What you have to do
Edit the stretch of the corporate accountability report from "Human rights advocates" through "this past weekend.", changing "civil litigation" to "class-action lawsuits".

Selected text
++++++
Human rights advocates need to push for legislative reform and explore civil litigation if they want to make corporations more accountable for their impact on other countries, experts told the Law Union of Ontario conference this past weekend.
At a panel discussion which examined how large companies align themselves with militia governments or build up their own armed forces, lawyers and authors outlined a number of legal mechanisms that could curb violence and punish human rights abusers. One challenge to those strategies, however, may be a perception that the courts don’t offer any solutions, one panelist said.
“Some see it as grandstanding, and there’s a belief that what’s needed is better policing,” said Noah Novogrodsky, adjunct professor and director of the International Human Rights program at the University of Toronto. “When we do that, we give human rights violators a blank cheque.”
One of the reasons governments in Canada and the U.S. have not addressed human rights abuses linked to corporations is that we lack legislative tools created specifically for that purpose, said Georgette Gagnon, a lawyer who has been involved in several missions investigating slavery and human rights in Sudan. The problem, she said, is that governments are not moving to develop these tools.
Much of Gagnon’s work has focused on the role of Calgary-based Talisman Energy, which between 1998 and 2003 held a 25 per cent share in a consortium trying to develop oil production in Sudan’s conflict zones. The Government of Sudan provides security for the oil fields in which Talisman had an interest, which are located in disputed territory populated by mainly Dinka peoples. While Talisman has maintained its presence had a positive influence on the region, Gagnon said the company’s investments led the government to force people off their land, targeting civilians, burning their homes, and abducting women and children. During the 17-year civil war in Sudan, the UN and other international organizations estimate that some two million people have died and some 4.5 million have been displaced.
Gagnon said her report has been largely ignored by the Canadian government that sponsored it. That is why she is pushing for home state laws that would regulate transnational corporations.
“We think we’re not supposed to tell them where to invest,” said Gagnon, “but corporate law is all about that. And corporations have gotten a free ride.”
++++++
Data below
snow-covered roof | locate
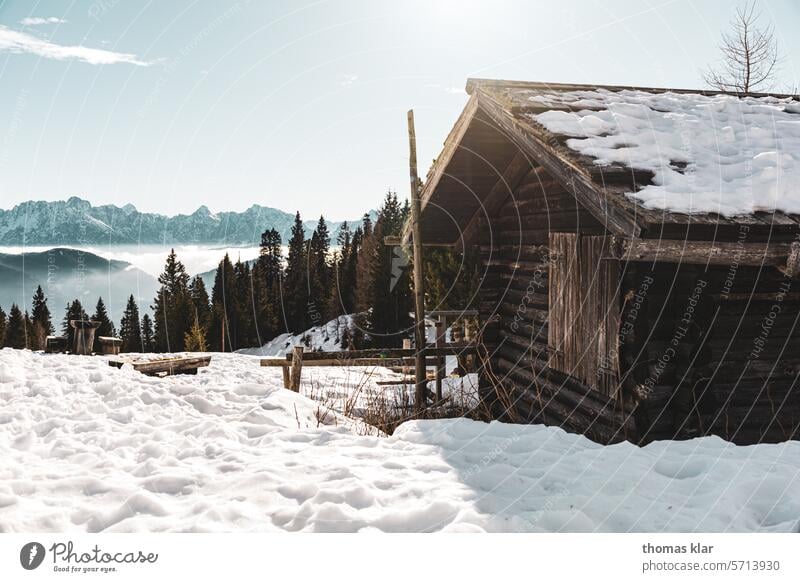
++++++
Finished task
Human rights advocates need to push for legislative reform and explore class-action lawsuits if they want to make corporations more accountable for their impact on other countries, experts told the Law Union of Ontario conference this past weekend.